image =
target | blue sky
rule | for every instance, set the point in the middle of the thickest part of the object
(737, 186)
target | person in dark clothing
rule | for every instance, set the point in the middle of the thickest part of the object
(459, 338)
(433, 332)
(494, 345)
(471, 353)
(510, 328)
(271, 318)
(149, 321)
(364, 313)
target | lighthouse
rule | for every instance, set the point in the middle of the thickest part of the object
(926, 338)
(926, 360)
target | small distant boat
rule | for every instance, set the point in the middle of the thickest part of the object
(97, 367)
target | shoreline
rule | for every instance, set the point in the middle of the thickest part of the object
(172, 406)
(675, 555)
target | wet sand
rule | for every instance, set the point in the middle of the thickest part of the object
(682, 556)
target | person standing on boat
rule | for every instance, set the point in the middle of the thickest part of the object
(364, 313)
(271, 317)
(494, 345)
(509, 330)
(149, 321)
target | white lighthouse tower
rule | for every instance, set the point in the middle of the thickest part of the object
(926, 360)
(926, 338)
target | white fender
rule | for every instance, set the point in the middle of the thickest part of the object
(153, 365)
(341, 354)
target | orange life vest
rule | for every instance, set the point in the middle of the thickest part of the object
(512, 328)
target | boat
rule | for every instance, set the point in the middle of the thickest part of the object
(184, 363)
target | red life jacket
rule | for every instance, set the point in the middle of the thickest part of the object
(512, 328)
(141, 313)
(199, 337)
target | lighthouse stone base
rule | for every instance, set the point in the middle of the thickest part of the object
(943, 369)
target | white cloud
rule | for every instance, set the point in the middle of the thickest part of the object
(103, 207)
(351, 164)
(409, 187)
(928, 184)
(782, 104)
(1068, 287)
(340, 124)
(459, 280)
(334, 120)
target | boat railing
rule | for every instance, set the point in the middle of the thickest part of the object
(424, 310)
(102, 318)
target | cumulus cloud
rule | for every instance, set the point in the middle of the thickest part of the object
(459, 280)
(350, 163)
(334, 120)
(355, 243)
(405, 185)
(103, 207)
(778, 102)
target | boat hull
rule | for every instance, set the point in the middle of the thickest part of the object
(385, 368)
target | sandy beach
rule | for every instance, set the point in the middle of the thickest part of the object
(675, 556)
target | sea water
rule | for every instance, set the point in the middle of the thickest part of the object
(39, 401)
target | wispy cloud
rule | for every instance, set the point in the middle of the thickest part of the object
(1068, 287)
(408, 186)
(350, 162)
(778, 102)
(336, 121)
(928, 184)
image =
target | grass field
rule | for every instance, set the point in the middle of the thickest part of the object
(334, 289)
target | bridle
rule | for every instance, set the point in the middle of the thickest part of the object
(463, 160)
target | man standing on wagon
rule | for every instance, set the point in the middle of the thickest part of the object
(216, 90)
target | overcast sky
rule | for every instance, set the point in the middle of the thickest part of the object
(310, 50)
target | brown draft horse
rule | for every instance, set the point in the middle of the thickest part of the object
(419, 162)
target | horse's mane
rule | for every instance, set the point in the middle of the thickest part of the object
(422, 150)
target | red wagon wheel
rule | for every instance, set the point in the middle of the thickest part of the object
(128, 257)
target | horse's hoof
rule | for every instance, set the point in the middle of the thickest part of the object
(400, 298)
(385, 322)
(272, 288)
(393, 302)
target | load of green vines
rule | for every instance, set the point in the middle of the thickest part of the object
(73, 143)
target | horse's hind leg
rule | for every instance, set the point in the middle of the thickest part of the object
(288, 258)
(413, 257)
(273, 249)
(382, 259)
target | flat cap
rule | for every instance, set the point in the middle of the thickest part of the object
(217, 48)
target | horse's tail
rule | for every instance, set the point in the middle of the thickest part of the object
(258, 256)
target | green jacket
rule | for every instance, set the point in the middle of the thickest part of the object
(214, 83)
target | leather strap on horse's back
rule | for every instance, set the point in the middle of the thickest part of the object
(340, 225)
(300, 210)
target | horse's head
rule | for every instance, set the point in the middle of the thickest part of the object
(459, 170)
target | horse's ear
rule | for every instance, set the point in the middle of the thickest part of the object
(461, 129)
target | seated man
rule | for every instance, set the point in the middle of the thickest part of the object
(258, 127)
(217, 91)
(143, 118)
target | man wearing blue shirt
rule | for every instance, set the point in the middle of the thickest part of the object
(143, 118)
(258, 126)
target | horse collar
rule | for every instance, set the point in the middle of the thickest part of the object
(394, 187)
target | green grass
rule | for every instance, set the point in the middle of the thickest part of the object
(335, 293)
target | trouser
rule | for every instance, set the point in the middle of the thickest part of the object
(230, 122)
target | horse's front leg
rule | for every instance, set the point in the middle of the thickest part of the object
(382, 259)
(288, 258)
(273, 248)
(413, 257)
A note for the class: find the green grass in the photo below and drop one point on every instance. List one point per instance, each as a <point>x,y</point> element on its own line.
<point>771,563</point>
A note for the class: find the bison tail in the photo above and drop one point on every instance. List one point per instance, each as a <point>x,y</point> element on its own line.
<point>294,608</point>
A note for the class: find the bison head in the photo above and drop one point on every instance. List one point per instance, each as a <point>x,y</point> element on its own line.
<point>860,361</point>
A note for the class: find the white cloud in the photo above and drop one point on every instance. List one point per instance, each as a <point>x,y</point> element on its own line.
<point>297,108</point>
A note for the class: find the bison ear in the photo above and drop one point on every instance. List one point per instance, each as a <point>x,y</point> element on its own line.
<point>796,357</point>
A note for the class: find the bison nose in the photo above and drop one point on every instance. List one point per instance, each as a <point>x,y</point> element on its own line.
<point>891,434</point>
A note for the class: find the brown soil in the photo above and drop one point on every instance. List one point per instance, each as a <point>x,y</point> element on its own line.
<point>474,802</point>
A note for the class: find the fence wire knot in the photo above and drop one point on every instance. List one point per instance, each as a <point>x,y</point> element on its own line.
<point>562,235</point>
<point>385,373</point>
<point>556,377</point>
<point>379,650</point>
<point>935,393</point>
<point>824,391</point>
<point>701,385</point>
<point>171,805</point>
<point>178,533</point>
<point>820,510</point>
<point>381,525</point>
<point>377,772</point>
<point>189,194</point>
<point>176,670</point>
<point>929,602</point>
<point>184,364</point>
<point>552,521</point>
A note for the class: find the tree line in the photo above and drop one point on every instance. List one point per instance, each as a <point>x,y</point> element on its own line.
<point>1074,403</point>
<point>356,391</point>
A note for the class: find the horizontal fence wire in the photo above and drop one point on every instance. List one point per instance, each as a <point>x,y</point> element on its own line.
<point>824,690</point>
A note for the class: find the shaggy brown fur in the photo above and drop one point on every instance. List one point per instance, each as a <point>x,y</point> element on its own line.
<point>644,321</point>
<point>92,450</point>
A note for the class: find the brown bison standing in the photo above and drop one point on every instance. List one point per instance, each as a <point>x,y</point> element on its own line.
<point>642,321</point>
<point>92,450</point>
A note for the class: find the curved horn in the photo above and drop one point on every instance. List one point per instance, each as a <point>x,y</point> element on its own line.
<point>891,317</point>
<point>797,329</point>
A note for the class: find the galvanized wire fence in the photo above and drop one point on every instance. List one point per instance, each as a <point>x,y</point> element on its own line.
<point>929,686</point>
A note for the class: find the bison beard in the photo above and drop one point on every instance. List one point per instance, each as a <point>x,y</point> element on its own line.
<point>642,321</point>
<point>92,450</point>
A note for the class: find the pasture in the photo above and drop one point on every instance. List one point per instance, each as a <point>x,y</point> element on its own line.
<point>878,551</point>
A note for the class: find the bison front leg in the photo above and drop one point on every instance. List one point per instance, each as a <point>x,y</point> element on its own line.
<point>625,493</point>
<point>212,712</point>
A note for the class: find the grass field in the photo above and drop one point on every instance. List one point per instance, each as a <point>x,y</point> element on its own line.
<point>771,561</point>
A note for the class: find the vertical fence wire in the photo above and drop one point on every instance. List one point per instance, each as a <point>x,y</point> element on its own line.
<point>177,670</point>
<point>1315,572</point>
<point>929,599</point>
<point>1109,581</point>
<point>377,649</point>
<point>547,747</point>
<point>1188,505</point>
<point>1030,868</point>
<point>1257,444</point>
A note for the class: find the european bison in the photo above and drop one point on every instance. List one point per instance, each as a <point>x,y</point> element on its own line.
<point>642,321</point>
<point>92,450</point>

------------------------------------------------------------------------

# [SET PROBLEM]
Produce an exact repeat of the lines from the one containing "A note for the class: find the pasture" through the last line of the data, and nothing more.

# [WRITTEN ANSWER]
A note for the class: find the pasture in the photo above and drop one point on every instance. List one point per instance, each as a <point>x,y</point> element on its own line.
<point>878,551</point>
A note for the class: find the bison front leg in the photo above and drop one point on every instance. List one point per instance, each as a <point>x,y</point> element on its own line.
<point>625,493</point>
<point>212,712</point>
A note for the class: find the grass field in the photo above and drop one point on every instance. List one point per instance, each as a <point>x,y</point> element on its own line.
<point>771,561</point>
A note for the class: find the vertical fence wire in the photo above and drop one point on every instance. List one point per instance, each as a <point>x,y</point> element on its own line.
<point>177,670</point>
<point>1315,572</point>
<point>929,599</point>
<point>1109,581</point>
<point>377,649</point>
<point>547,747</point>
<point>1188,505</point>
<point>1030,868</point>
<point>1257,444</point>
A note for the class: find the european bison in the photo above and drop one point on every instance. List one point per instance, each as a <point>x,y</point> element on its own line.
<point>642,321</point>
<point>92,450</point>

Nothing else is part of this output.